Natural-language object grounding data —
○ ○ ○ ○ ○ ○ ○
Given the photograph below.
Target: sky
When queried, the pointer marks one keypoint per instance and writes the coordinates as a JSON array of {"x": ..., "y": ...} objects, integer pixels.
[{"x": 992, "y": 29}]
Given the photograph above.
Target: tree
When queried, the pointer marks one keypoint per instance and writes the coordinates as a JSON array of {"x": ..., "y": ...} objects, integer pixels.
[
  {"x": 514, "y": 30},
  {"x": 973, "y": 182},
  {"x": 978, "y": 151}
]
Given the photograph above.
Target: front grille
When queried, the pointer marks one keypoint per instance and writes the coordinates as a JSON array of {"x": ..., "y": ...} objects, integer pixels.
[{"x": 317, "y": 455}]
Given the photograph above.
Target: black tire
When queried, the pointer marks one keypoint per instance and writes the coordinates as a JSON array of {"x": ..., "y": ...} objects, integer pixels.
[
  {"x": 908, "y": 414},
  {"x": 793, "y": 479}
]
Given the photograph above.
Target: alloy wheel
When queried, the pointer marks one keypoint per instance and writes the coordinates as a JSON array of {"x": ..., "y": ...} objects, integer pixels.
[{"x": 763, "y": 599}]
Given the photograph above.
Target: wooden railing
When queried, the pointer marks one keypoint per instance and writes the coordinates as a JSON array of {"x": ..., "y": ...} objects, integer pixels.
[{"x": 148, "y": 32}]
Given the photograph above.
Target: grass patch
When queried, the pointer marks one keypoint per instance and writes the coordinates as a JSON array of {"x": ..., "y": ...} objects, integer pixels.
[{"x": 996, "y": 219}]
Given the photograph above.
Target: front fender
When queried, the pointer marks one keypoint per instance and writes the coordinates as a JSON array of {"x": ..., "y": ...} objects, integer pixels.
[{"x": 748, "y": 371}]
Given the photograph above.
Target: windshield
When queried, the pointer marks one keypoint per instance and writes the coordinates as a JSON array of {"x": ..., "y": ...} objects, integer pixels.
○ ○ ○ ○ ○ ○ ○
YOUR ASSIGNMENT —
Retype the data. Every line must match the original exactly.

YOUR RESPONSE —
Given the photograph below.
Target: sky
When queried, the pointer marks one keypoint per instance and writes the coordinates as a JSON array of {"x": ..., "y": ...} objects, integer pixels.
[{"x": 992, "y": 29}]
Given the photograph above.
Target: tree
When queried, the pointer marks one keypoint per instance and writes the coordinates as a JSON array of {"x": ..., "y": ...} objects, integer pixels.
[
  {"x": 514, "y": 30},
  {"x": 973, "y": 182},
  {"x": 978, "y": 151}
]
Given the photograph above.
Target: front grille
When queried, the pointer marks one keypoint per instance and writes the coordinates as a JSON array of {"x": ..., "y": ...} objects, integer pixels.
[{"x": 317, "y": 455}]
Given the photograph above.
Target: black tire
When queried, the pointer marks one keypoint per instance and writes the coordinates as a JSON array of {"x": ..., "y": ...} objects, integer pixels.
[
  {"x": 908, "y": 414},
  {"x": 793, "y": 479}
]
Given the photograph above.
Target: alloy wheel
When queried, the pointer marks one keypoint per instance and writes the coordinates as a JSON array of {"x": ..., "y": ...} objects, integer pixels.
[{"x": 763, "y": 599}]
Given the photograph above.
Target: wooden railing
When queried, the pointer marks one keypoint per instance and writes the coordinates as a JSON array of {"x": ..., "y": ...} objects, integer pixels.
[{"x": 148, "y": 32}]
Given the photograph above.
Target: grass patch
When queried, the pointer marks one keypoint per instance and writes the coordinates as a JSON array of {"x": ..., "y": ...} objects, integer pixels.
[{"x": 996, "y": 219}]
Given the photograph above.
Target: front fender
When queried, the pointer marks one keypoint per instance and writes the coordinates as a JSON array of {"x": ..., "y": ...} objects, integer pixels.
[{"x": 748, "y": 371}]
Given the photograph above.
Target: windshield
When queried, the pointer marks one keypoint per instance and writes the coordinates as a JSON array of {"x": ..., "y": ...} objects, integer pixels.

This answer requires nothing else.